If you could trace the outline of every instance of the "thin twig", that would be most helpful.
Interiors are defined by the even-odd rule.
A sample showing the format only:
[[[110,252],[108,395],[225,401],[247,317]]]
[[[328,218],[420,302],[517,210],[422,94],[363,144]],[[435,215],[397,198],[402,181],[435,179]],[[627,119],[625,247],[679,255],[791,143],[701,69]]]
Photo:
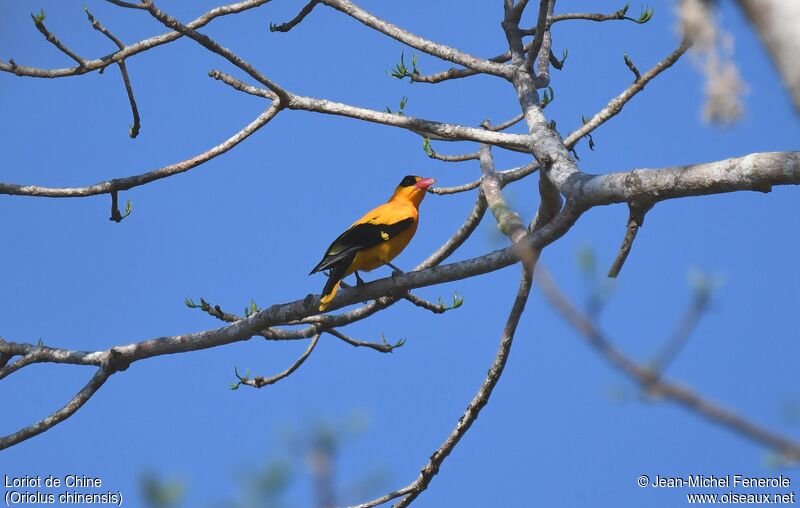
◇ ◇ ◇ ◇ ◇
What is expected
Every record above should be transcribed exactly; the pictures stay out of the copy.

Answer space
If you could trace the outline of every instance of the "thin twig", that would be most helpful.
Interiors are defined by the even-odd rule.
A sample showing the format only:
[[[110,252],[108,395],[225,401],[247,317]]]
[[[328,218],[420,302],[517,210],[422,94],[363,144]],[[435,215],[397,198],[402,181],[435,179]],[[627,119],[625,247],[679,255],[791,143],[701,69]]]
Photo:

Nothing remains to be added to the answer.